** Task item A **
Repeat the passage on Virginia car crash settlements starting with "Insurance companies use" and going on through "a fair deal.", swapping "medical bills" for "health care costs" wherever it occurs.
** Task item B **
In the passage on Virginia car crash settlements, how long and up to what amount does the adjuster in the example offer to pay medical bills?
** Task item C **
Carry on the passage about Virginia car crash settlements from where it stops.

** Passage to read **
========
It’s three days after your Virginia car crash and the insurance adjuster is calling to schedule an appointment to come to your house and write you a settlement check, how much money should you be asking for to settle your auto accident case?
It’s impossible to say. If you haven’t been hurt or you were checked out by a doctor and your injuries have resolved, a nominal amount might cover the inconvenience and small injury you sustained. On the other hand, if you are still injured or haven’t been to a doctor yet, it is very hard to tell what your case is worth.
Insurance companies use the high pressure tactic of coming to your house because they know that it makes you uncomfortable and that people who have been involved in car crashes and are beginning to incur medical bills are more likely to settle their case early on for a small amount of money if they can. So the insurance adjuster will come out and say something like “this is a minor crash and usually we’d only be able to offer you $250, but if you sign this document, I can pay your medical bills for the next 45 days up to $3,500.”
Let’s examine that offer to see whether it’s a fair deal.
The adjuster will tell you that “cases like yours” typically resolve within a certain amount of time. Or that, according to their doctors, soft tissue injuries or whiplash after a car crash should resolve in a certain number of weeks. They use that as justification to get you to sign a release limiting the amount that they have to pay for your medical bills.
What they don’t tell you is that every auto accident case is unique. Your injuries might not resolve within that amount of time. What if you need some treatment outside that window? What if you need a surgery outside that 45 day window? You would be in trouble if you signed the adjuster’s release.
========
** Study material **

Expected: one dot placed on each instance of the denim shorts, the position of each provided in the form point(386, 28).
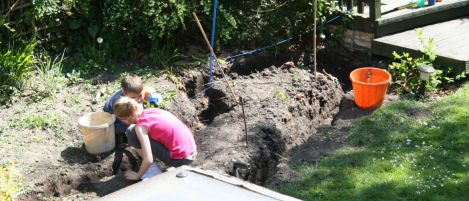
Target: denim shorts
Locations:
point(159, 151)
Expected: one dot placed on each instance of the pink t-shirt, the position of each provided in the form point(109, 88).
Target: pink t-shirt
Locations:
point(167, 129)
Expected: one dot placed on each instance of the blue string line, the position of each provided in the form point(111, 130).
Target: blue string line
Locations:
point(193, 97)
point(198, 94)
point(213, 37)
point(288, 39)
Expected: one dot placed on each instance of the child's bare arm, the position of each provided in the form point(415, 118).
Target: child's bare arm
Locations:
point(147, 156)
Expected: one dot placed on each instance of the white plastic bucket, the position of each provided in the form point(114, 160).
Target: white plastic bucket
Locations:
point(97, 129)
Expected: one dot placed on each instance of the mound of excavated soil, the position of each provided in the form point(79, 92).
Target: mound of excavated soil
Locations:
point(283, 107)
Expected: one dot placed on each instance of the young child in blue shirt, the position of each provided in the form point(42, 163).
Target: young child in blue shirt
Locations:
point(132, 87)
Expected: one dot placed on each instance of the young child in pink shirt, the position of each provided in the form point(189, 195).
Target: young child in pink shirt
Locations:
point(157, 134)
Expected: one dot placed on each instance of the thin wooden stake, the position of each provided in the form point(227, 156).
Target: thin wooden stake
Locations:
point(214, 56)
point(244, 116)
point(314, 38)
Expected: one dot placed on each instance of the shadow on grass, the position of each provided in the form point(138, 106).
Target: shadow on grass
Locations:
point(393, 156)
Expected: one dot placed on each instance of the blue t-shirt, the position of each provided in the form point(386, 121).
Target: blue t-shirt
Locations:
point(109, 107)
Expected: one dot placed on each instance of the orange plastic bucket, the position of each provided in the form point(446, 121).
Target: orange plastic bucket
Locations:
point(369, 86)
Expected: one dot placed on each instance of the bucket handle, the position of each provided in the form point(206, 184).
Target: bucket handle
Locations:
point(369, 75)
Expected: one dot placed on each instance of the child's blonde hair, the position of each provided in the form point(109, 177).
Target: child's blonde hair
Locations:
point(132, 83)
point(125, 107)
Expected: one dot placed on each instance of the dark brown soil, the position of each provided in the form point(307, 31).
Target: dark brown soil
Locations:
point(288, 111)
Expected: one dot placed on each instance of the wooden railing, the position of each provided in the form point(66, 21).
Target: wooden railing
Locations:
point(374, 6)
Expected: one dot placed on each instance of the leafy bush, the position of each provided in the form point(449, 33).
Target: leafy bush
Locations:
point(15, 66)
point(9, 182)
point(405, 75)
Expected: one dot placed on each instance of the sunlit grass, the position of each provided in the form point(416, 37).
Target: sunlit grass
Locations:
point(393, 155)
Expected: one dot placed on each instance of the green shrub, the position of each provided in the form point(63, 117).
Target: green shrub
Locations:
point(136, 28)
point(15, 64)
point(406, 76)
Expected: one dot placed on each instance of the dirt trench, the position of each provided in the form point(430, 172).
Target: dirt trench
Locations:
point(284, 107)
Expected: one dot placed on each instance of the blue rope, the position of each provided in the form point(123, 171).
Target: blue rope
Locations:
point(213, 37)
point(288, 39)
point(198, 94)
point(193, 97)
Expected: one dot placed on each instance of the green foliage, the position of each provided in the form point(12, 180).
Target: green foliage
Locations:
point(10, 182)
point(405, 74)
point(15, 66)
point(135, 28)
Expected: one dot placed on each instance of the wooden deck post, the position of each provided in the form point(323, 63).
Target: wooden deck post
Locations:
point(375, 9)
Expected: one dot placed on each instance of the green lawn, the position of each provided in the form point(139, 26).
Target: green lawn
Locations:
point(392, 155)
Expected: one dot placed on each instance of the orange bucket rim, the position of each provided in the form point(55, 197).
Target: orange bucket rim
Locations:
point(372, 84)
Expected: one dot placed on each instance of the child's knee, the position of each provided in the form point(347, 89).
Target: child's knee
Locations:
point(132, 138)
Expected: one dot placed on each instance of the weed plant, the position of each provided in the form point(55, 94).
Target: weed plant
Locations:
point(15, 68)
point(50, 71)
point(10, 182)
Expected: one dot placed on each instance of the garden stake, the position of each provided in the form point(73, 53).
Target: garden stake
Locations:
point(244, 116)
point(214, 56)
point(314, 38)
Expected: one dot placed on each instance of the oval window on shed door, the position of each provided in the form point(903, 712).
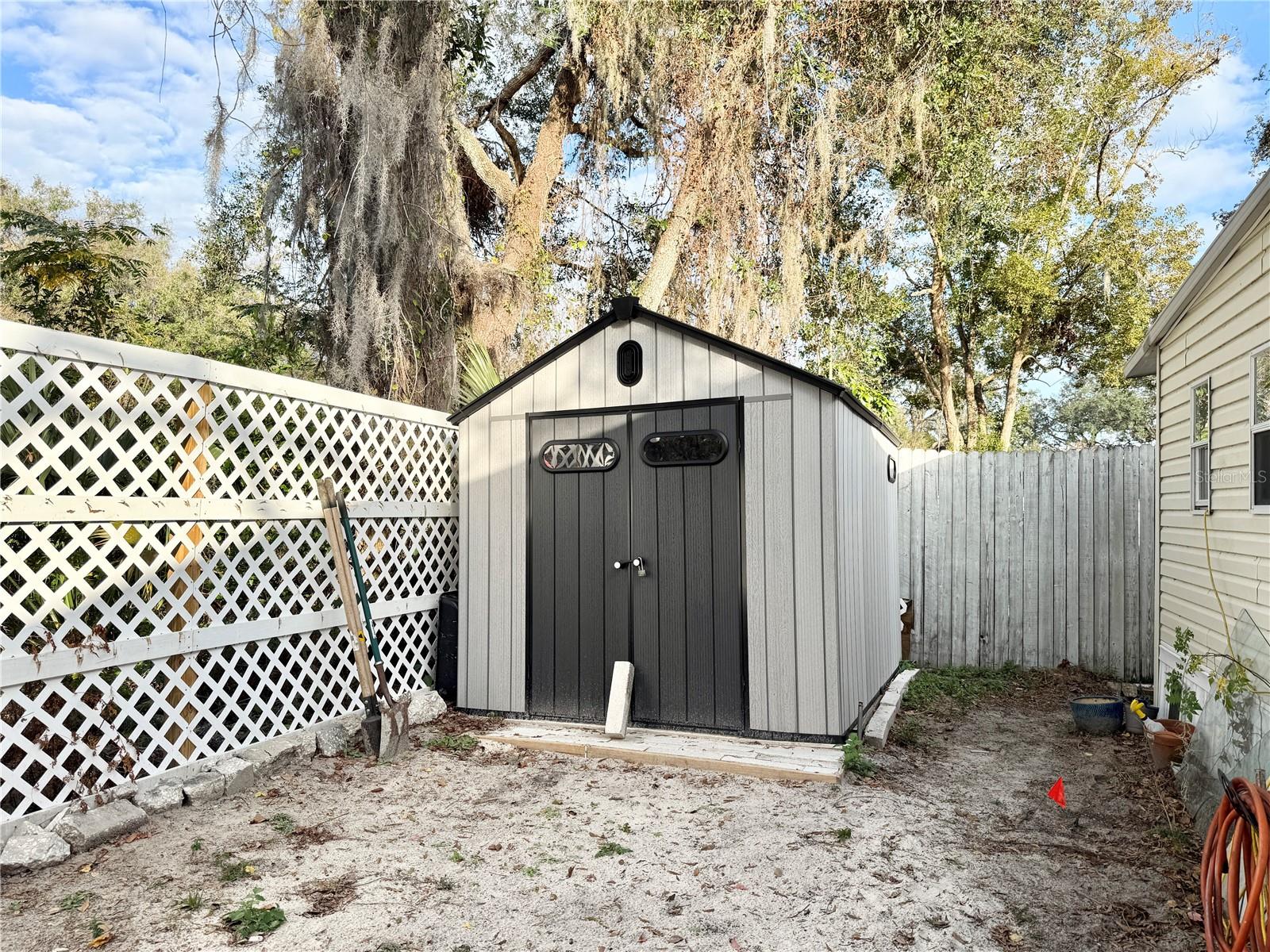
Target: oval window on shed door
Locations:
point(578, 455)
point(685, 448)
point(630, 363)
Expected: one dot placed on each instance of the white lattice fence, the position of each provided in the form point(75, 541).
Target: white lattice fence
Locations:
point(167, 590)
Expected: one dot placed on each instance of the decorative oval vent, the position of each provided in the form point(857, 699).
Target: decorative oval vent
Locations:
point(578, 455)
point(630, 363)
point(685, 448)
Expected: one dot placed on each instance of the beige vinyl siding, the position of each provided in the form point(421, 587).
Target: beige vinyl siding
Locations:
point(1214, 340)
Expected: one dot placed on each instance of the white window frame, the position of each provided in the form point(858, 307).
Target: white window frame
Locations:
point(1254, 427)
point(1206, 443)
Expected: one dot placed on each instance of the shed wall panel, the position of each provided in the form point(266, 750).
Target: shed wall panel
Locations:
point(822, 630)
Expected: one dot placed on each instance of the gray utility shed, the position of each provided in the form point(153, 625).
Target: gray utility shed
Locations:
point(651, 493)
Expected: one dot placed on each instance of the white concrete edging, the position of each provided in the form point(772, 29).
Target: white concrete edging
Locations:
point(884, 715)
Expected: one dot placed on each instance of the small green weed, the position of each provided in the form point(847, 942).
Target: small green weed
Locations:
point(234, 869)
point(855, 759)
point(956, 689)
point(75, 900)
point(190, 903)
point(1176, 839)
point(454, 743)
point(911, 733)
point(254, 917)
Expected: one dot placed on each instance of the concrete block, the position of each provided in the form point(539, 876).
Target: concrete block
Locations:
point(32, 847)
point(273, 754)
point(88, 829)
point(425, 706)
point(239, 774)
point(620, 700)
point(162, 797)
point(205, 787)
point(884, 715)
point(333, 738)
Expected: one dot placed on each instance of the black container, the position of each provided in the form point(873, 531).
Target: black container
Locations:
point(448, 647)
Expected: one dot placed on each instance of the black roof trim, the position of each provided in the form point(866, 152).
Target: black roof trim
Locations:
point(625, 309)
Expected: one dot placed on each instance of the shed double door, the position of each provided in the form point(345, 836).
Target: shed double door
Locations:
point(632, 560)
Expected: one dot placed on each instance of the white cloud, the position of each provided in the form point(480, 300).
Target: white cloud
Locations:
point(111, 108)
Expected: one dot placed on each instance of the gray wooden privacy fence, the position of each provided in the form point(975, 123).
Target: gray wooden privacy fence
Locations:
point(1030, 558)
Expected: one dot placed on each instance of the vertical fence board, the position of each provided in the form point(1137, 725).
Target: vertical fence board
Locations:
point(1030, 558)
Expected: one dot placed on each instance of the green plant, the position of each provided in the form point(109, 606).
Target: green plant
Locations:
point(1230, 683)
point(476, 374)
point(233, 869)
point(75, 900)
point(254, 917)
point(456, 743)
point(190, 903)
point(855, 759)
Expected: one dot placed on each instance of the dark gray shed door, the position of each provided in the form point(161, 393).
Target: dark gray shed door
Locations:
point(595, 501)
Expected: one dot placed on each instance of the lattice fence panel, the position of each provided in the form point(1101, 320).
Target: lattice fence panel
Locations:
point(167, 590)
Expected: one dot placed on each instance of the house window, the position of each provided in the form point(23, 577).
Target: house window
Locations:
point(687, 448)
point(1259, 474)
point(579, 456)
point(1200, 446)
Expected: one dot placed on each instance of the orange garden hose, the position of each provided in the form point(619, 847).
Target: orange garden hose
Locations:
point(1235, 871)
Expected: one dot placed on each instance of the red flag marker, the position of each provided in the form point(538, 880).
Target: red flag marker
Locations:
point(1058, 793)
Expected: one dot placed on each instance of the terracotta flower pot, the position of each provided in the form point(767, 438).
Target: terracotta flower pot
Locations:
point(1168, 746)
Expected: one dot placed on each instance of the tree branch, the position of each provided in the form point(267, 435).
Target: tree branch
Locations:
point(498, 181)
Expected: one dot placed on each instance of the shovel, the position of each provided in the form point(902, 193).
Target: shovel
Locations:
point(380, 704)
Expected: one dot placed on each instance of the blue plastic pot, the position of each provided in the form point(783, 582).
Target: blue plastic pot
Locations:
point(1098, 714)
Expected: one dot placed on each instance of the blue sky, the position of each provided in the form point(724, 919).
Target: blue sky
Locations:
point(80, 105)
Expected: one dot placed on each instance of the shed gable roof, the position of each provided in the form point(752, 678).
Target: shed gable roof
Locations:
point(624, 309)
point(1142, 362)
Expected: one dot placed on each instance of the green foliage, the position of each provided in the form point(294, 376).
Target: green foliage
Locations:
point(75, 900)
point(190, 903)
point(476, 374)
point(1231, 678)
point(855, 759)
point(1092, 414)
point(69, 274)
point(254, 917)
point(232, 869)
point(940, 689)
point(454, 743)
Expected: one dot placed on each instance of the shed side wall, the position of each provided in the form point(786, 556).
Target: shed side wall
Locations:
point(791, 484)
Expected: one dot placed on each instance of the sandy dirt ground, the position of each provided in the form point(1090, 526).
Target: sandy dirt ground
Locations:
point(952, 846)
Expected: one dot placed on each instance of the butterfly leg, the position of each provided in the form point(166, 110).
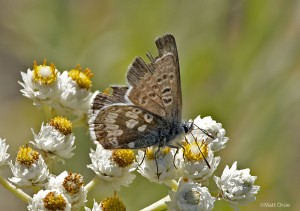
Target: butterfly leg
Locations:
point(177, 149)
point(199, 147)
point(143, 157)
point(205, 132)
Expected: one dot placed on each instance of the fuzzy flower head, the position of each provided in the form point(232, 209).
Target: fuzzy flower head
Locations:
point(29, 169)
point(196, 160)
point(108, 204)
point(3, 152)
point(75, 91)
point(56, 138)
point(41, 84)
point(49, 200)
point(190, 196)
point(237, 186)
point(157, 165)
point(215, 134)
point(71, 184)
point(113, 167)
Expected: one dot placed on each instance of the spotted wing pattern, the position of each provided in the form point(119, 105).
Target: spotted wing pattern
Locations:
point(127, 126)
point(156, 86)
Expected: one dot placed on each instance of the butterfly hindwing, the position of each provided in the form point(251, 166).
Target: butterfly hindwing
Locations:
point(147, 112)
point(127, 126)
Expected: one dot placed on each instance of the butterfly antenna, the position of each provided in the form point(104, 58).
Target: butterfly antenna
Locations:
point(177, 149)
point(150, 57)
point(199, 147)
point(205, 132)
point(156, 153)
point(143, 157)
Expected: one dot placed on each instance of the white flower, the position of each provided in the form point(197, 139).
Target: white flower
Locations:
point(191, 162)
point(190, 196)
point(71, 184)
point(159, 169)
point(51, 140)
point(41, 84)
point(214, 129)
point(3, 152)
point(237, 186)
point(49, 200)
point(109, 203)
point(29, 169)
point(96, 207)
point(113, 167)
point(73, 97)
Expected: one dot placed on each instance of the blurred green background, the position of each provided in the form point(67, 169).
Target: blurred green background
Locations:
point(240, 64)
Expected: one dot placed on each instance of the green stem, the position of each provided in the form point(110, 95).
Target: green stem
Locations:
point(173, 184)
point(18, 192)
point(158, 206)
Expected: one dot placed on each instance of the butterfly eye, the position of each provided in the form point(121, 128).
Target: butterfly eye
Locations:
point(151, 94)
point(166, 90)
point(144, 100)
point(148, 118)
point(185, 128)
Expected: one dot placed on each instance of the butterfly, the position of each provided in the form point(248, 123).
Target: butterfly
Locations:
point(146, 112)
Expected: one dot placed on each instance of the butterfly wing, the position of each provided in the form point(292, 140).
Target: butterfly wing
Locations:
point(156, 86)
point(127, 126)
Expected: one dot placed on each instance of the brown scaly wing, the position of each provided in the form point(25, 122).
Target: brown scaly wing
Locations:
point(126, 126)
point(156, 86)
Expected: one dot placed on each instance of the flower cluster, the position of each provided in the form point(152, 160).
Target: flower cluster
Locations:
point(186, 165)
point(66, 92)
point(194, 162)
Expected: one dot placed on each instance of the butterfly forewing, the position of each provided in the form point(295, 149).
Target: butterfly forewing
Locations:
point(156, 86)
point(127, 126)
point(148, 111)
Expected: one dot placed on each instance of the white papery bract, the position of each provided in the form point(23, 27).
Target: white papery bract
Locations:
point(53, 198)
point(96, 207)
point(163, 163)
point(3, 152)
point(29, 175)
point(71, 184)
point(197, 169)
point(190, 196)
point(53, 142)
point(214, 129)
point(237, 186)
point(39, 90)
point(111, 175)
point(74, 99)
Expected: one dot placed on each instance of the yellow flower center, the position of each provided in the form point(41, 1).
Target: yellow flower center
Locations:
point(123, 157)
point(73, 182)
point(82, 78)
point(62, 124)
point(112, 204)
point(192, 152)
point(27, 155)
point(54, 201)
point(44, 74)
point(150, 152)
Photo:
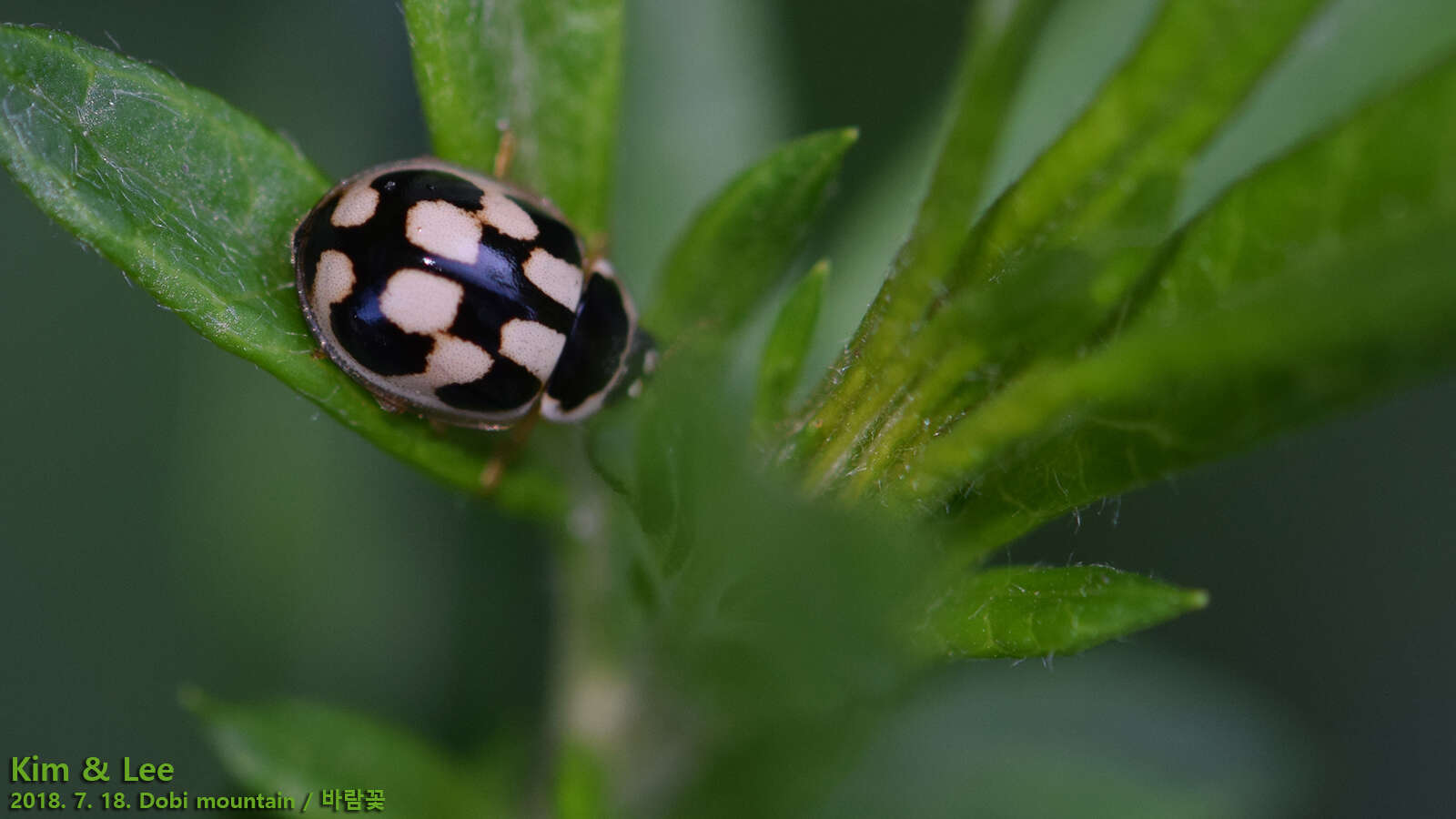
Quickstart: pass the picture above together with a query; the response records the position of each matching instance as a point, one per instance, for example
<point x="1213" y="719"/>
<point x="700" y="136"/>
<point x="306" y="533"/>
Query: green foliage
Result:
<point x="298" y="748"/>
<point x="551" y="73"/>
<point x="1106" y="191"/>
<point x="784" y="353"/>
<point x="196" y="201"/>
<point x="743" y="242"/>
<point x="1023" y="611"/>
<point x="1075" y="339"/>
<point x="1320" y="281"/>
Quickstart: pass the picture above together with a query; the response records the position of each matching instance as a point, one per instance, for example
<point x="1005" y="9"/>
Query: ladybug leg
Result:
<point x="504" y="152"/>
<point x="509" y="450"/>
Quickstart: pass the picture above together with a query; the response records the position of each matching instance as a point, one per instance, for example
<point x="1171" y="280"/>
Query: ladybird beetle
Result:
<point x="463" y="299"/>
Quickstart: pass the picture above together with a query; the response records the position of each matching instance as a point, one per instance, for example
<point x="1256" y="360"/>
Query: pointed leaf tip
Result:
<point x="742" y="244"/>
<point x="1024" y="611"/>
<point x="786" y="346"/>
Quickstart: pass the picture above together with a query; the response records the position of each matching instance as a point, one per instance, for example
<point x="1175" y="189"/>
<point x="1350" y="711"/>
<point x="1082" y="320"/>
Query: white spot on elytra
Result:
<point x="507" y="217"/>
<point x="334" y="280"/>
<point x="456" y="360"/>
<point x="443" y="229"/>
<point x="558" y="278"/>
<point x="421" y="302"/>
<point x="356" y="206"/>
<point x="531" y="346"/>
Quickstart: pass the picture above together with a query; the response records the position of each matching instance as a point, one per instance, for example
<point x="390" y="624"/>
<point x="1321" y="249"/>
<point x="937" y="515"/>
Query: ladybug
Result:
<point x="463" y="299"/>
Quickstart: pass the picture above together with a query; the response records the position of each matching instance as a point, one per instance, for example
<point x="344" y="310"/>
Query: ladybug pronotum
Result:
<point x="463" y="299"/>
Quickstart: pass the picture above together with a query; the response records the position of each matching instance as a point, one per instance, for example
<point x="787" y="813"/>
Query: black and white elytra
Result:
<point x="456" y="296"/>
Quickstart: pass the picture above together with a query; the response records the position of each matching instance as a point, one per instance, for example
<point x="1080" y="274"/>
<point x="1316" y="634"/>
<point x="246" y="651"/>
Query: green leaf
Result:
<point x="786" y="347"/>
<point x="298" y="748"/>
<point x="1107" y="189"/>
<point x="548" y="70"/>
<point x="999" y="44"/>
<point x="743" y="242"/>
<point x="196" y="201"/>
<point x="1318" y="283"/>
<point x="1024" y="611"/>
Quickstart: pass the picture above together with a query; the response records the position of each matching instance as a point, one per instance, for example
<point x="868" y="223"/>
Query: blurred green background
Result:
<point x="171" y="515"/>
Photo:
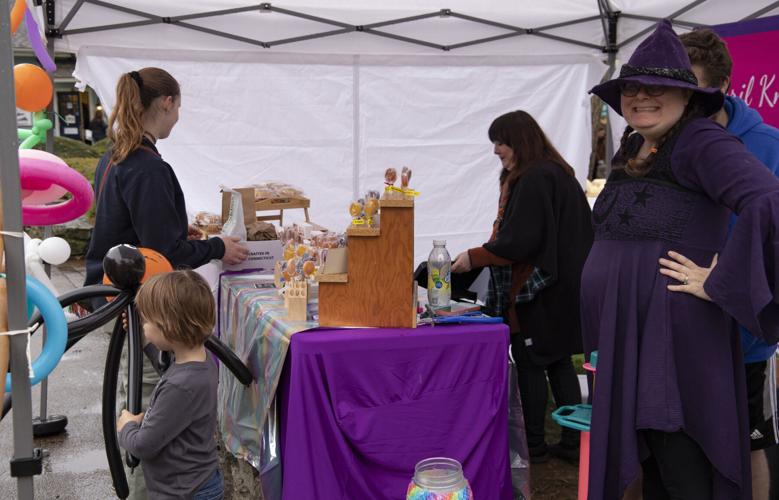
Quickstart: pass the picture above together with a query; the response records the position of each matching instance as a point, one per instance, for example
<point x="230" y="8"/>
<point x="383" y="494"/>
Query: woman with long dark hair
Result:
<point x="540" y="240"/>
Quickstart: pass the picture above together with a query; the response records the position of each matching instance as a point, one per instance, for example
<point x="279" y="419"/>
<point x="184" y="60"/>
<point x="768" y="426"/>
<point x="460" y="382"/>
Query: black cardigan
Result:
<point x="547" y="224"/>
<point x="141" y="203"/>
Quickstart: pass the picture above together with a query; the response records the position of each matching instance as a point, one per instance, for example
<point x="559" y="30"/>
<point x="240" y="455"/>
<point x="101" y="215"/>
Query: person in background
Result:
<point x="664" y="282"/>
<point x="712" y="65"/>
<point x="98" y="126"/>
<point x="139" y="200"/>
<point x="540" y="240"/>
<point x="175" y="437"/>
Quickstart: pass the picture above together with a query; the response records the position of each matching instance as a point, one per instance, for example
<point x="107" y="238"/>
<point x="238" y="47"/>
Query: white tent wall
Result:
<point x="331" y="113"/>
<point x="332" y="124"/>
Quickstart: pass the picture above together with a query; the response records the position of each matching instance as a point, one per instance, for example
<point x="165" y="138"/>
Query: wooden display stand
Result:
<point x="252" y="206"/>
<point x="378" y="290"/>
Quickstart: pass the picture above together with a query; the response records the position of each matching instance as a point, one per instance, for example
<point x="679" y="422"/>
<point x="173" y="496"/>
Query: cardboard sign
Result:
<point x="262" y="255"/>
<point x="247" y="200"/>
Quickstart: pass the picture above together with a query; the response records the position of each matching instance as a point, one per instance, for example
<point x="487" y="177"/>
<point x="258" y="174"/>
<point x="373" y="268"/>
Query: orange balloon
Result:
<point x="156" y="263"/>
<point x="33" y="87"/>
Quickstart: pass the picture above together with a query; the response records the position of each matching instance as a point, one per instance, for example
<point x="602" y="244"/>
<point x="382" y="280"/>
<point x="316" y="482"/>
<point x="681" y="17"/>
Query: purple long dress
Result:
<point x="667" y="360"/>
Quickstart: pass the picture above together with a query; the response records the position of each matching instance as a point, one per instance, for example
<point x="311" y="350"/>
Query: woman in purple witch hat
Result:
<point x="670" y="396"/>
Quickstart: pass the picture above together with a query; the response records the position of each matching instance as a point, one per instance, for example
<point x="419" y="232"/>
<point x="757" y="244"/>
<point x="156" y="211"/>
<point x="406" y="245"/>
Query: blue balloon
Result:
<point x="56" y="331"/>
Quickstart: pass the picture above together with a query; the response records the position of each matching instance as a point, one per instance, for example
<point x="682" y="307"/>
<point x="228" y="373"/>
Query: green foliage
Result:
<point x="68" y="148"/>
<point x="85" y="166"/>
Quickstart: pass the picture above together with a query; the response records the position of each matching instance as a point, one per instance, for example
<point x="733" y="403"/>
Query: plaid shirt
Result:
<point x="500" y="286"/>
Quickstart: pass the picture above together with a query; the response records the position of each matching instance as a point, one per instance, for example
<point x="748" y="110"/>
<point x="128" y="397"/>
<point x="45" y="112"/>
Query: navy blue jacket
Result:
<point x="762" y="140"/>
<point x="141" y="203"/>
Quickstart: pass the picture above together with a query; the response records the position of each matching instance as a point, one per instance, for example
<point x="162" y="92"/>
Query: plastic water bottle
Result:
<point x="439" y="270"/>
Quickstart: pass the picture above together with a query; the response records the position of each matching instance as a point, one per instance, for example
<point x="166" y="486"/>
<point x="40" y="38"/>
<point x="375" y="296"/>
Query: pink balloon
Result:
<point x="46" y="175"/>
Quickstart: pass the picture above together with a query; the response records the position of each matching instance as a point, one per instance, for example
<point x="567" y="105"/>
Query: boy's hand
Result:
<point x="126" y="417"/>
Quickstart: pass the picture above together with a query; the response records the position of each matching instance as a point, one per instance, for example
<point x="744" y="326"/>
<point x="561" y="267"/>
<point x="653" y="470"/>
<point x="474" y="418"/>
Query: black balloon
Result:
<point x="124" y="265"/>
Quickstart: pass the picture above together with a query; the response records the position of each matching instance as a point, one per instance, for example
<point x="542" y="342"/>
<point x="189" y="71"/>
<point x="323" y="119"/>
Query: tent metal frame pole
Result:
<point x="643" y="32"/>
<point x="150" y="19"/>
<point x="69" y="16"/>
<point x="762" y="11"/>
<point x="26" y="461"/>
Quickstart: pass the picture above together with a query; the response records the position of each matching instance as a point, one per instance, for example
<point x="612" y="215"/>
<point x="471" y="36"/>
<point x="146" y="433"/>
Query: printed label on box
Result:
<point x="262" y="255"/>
========
** Answer A **
Insurance companies use the high pressure tactic of coming to your house because they know that it makes you uncomfortable and that people who have been involved in car crashes and are beginning to incur health care costs are more likely to settle their case early on for a small amount of money if they can. So the insurance adjuster will come out and say something like “this is a minor crash and usually we’d only be able to offer you $250, but if you sign this document, I can pay your health care costs for the next 45 days up to $3,500.”
Let’s examine that offer to see whether it’s a fair deal.

** Answer B **
For the next 45 days, up to $3,500.

** Answer C **
Again, the insurance company is attempting to limit their exposure in your case by capping the amount that they’ll have to pay. How do you know whether your medical treatment will cost more or less than $3,500? Doctor visits, X-rays, and hospital fees can add up quickly.
Did you miss the part of that release where they are only obligated to pay for your medical bills? This is contrary to Virginia law, which requires that they compensate you for medical bills, lost wages, and your pain, suffering and inconvenience after being hit by one of their drivers.
The message is that signing any release before your injuries have totally resolved is a bad idea. All you’re doing is limiting your ability to recover before you even know the full extent of your injuries. If you have already signed one of these releases, read this article on undoing your injury settlement immediately. There are very serious time limits that apply to your case if you have settled too early and are re-thinking the settlement.